Stored items
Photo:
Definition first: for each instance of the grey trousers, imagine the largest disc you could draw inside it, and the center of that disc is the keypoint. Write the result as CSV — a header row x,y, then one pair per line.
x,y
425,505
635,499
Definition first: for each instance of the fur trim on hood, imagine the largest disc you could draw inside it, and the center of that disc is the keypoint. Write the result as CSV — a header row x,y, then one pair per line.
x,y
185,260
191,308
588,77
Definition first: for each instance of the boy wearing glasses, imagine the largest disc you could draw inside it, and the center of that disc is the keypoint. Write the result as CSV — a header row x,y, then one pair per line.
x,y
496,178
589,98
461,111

**WRITTEN PROBLEM**
Can you give the lines from the one containing "Definition first: for each instance of the fur" through the end of the data again, changing "largest" to "biggest" and leaving everything else as it is?

**ANSWER**
Definition first: for each instance of the fur trim on hood, imagine the biggest disc you could draw inside it, and the center of that disc is the keypoint. Write the result as CSV — a header row x,y, then one pair per line.
x,y
185,260
191,308
588,77
Definition first: for each instance of the boy wearing glasses, imagine the biggest disc you could draw inside it, and the center of that disc is the keypoint. Write the result as CSV — a header row x,y, then one pair per line.
x,y
496,178
589,98
461,111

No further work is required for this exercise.